| TRY IT |
Scan the records below and report how many lines contain the word "each", giving the number by itself.

---*---

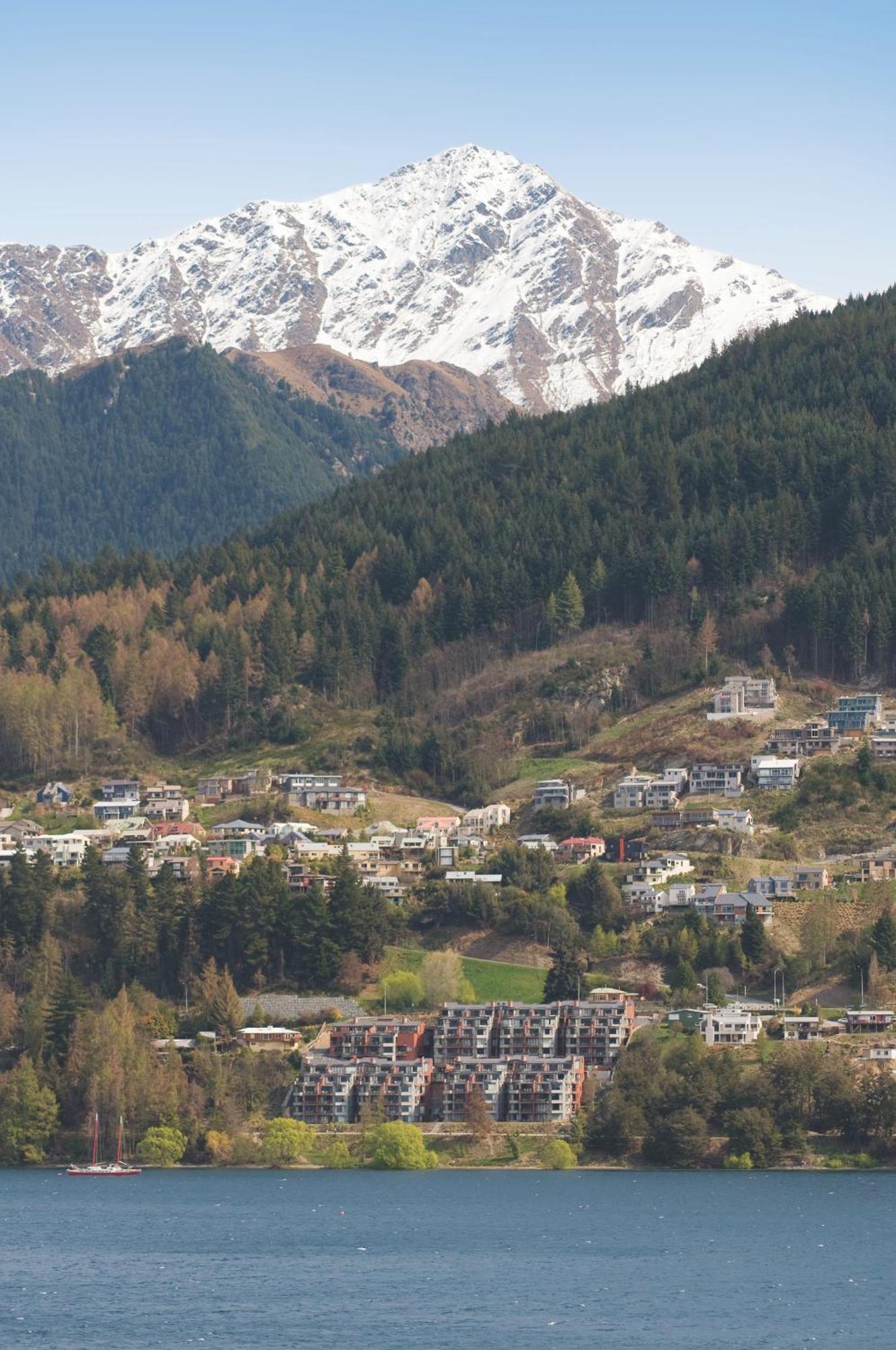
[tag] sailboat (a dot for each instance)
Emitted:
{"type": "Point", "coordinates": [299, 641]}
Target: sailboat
{"type": "Point", "coordinates": [105, 1170]}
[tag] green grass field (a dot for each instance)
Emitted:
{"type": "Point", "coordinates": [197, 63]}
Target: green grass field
{"type": "Point", "coordinates": [491, 979]}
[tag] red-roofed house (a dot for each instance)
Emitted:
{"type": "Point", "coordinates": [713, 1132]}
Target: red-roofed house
{"type": "Point", "coordinates": [581, 848]}
{"type": "Point", "coordinates": [219, 867]}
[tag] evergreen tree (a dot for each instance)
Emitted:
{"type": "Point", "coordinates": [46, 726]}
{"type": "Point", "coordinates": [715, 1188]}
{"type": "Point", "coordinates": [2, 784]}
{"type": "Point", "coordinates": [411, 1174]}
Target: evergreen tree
{"type": "Point", "coordinates": [594, 898]}
{"type": "Point", "coordinates": [570, 605]}
{"type": "Point", "coordinates": [225, 1008]}
{"type": "Point", "coordinates": [885, 939]}
{"type": "Point", "coordinates": [565, 977]}
{"type": "Point", "coordinates": [754, 936]}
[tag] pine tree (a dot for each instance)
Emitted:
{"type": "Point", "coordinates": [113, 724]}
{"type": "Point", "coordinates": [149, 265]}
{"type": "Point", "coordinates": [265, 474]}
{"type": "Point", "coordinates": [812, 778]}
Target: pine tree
{"type": "Point", "coordinates": [754, 938]}
{"type": "Point", "coordinates": [885, 939]}
{"type": "Point", "coordinates": [570, 605]}
{"type": "Point", "coordinates": [565, 978]}
{"type": "Point", "coordinates": [225, 1008]}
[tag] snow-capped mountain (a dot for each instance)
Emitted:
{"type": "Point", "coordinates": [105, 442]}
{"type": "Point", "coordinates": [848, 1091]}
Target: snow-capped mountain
{"type": "Point", "coordinates": [472, 259]}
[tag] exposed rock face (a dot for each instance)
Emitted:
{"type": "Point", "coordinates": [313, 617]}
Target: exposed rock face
{"type": "Point", "coordinates": [472, 259]}
{"type": "Point", "coordinates": [420, 403]}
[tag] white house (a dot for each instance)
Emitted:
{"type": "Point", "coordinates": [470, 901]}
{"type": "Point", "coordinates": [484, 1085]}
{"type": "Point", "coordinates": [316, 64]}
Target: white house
{"type": "Point", "coordinates": [732, 1025]}
{"type": "Point", "coordinates": [777, 774]}
{"type": "Point", "coordinates": [732, 819]}
{"type": "Point", "coordinates": [631, 792]}
{"type": "Point", "coordinates": [488, 819]}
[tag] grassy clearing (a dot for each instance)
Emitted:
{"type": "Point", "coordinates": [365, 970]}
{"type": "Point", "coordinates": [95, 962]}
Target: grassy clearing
{"type": "Point", "coordinates": [492, 981]}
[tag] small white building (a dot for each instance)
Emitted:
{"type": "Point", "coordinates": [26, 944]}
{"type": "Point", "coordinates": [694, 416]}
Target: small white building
{"type": "Point", "coordinates": [798, 1028]}
{"type": "Point", "coordinates": [775, 774]}
{"type": "Point", "coordinates": [488, 819]}
{"type": "Point", "coordinates": [732, 1025]}
{"type": "Point", "coordinates": [739, 821]}
{"type": "Point", "coordinates": [631, 792]}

---*---

| FINAL ANSWER |
10